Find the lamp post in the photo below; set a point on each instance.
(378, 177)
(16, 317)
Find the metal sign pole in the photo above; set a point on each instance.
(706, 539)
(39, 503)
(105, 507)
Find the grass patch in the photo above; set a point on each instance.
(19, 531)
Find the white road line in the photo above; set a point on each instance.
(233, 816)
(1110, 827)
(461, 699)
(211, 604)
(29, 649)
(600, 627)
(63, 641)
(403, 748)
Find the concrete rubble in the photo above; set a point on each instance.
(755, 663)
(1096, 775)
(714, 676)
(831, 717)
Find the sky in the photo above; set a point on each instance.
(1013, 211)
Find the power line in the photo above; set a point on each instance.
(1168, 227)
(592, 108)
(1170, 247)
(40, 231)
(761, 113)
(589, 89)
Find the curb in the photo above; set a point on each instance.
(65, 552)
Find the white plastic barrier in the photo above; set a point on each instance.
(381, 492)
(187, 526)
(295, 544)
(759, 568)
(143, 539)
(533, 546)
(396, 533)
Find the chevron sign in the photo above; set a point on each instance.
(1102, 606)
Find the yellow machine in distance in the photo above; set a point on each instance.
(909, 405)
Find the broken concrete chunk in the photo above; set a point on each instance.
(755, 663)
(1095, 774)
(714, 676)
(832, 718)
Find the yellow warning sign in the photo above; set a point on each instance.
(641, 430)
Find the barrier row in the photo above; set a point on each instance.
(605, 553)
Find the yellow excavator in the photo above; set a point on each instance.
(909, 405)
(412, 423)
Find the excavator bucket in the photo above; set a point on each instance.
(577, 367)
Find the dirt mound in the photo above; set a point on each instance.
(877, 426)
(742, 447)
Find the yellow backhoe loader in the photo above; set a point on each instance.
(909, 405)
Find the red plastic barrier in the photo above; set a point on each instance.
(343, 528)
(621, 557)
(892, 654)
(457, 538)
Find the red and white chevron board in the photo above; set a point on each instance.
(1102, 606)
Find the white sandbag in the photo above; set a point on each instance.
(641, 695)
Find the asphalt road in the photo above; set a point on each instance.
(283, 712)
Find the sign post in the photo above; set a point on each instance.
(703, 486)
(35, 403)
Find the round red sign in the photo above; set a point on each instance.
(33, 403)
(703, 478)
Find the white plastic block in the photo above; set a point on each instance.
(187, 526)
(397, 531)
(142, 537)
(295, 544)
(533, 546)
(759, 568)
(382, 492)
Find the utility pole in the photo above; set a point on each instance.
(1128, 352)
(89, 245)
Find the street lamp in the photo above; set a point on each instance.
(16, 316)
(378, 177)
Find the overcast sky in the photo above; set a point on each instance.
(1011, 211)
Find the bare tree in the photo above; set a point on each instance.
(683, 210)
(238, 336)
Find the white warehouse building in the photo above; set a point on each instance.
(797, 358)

WORK TASK:
The complete listing, from first line to last, should be copied verbatim.

REPLY TO THE TASK:
Find the lamp post in the photo below; set a point on each instance.
(378, 177)
(16, 317)
Find the metal sign pole in the photo above; set a point on each instance.
(706, 539)
(39, 503)
(105, 507)
Find the grass patch in the photo above; set a point on each instance.
(19, 531)
Find the white road line in the photo above; set a point on each instance.
(233, 816)
(1110, 827)
(461, 699)
(211, 604)
(29, 649)
(600, 627)
(63, 641)
(403, 748)
Find the concrete rubble in the photo above; set a point on each instance.
(755, 663)
(1096, 775)
(714, 676)
(831, 717)
Find the sky in the photo above; set a point on each instance.
(1013, 211)
Find the power line in the photo above; set a point on each instance.
(1168, 227)
(592, 108)
(1170, 247)
(40, 231)
(761, 113)
(589, 89)
Find the curb in the photo above; set a point on each instance.
(65, 552)
Find the white plastic barrier in the photo above; set a point on each instance.
(381, 492)
(187, 526)
(295, 544)
(759, 568)
(143, 539)
(533, 546)
(396, 533)
Find the chevron sign in the photo above; set a point on each instance.
(1102, 606)
Find the yellow machine in distance in the photo above; set a point on each instance.
(909, 405)
Find the broken concrete chunk in the photo above; set a point on each instance.
(755, 663)
(1095, 774)
(714, 676)
(832, 718)
Find the yellow warning sign in the photo above; set a point on each instance.
(641, 430)
Find the barrier row in the photo above; set a point on each instance.
(605, 553)
Find the yellow excavator in the photo above; set a point on each instance.
(909, 405)
(412, 423)
Find the excavator bucket in the photo above; set a point on each instance.
(577, 367)
Find the dirt mound in the photo above; set a point on each instance.
(877, 426)
(742, 447)
Find the yellow backhoe loader in the photo above; set a point on each instance.
(909, 405)
Find the red plastic barrier in the photo above; set a point on each instance.
(343, 528)
(621, 557)
(892, 654)
(457, 538)
Find the red and white chevron board in the photo above; set a point on each instance.
(1102, 606)
Find the white sandbag in the photo above; set a point on each instance.
(641, 695)
Find the asphalt road in the photo above; set a point on each instance.
(283, 712)
Find the sign post in the photo above; set a point on each instance.
(703, 486)
(35, 403)
Find the round red sign in the photo above; set a point on each instance.
(33, 403)
(703, 478)
Find the white plastic block in the photo above; set a point on each instance.
(187, 526)
(397, 531)
(142, 537)
(295, 544)
(533, 546)
(759, 568)
(382, 492)
Find the utility pole in the photo above; set a point on each instance.
(1128, 352)
(89, 245)
Find the street lamp in the photo above; set a point on each instance.
(16, 316)
(378, 177)
Find the overcast sky in the photo above; set a point on each instance.
(1011, 211)
Find the bare tree in the photo above; set a point on each instance.
(683, 210)
(238, 336)
Find the white warehouse building in the photo above; set a point on each instance.
(797, 358)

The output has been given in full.